WRITTEN INSTRUCTION: Rewrite every line of the entries below, requests included, and adjust each polygon coordinate in the answers by -108. Leave the pictures out of your version.

Records from a dataset
=====
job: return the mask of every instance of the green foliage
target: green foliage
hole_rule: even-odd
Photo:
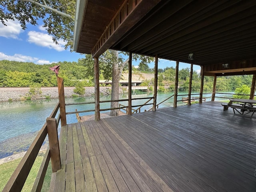
[[[159,92],[166,92],[167,90],[163,86],[159,86],[158,87],[158,91]]]
[[[246,85],[243,85],[242,87],[236,88],[235,90],[235,93],[236,94],[250,94],[250,88]],[[233,95],[233,97],[234,98],[239,99],[248,99],[250,97],[249,96],[247,95]]]
[[[85,93],[85,88],[84,87],[82,82],[78,82],[75,87],[73,91],[74,93],[77,93],[81,95],[84,94]]]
=====
FINAL RESULT:
job: return the mask of every instance of the green foliage
target: green foliage
hole_rule: even-odd
Photo:
[[[51,-16],[58,-16],[59,-18],[55,-22],[51,-22],[50,-21],[50,-17]]]
[[[138,-23],[135,-23],[134,-21],[128,-20],[127,-18],[127,-15],[128,-14],[142,-14],[142,-20]],[[125,-13],[125,-11],[126,-10],[131,-9],[140,-9],[142,-11],[141,-12],[139,-13]]]
[[[-23,-15],[-23,-20],[-24,-21],[-26,-26],[-30,-26],[-33,-21],[-35,-17],[-34,-15],[-31,-15],[-27,-13],[-24,-14]]]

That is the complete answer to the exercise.